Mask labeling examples
╭──

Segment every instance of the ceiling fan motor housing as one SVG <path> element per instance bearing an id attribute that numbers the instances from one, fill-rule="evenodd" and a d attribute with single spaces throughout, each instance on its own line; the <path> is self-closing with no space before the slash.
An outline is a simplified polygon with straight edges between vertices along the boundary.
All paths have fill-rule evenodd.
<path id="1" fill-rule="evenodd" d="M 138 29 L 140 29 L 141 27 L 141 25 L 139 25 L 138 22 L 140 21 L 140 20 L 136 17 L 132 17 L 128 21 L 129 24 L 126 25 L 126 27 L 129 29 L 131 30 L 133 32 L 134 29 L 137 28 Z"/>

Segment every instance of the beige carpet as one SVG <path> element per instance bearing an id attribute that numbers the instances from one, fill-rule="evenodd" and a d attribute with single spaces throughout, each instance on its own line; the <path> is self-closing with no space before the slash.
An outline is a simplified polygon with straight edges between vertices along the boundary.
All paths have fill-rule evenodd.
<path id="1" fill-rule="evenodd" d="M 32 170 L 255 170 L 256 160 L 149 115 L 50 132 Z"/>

╰──

→ **Exercise aim**:
Copy everything from the start of the entries down to the line containing "138 29 L 140", changing "outline" to "contour" and leaving the rest unchanged.

→ **Solved exercise**:
Segment every instance of the ceiling fan motor housing as one SVG <path> element per instance bearing an id attribute that numbers the instances from one, fill-rule="evenodd" and a d attribute with single spaces throughout, each instance on its own line; the <path> is self-closing with no space before the slash.
An contour is a simplified polygon with straight edges between vertices along the boundary.
All paths have fill-rule evenodd.
<path id="1" fill-rule="evenodd" d="M 138 29 L 140 29 L 141 27 L 141 25 L 139 25 L 138 22 L 140 21 L 140 20 L 136 17 L 132 17 L 128 21 L 129 24 L 126 25 L 126 27 L 129 29 L 131 30 L 133 32 L 134 29 L 137 28 Z"/>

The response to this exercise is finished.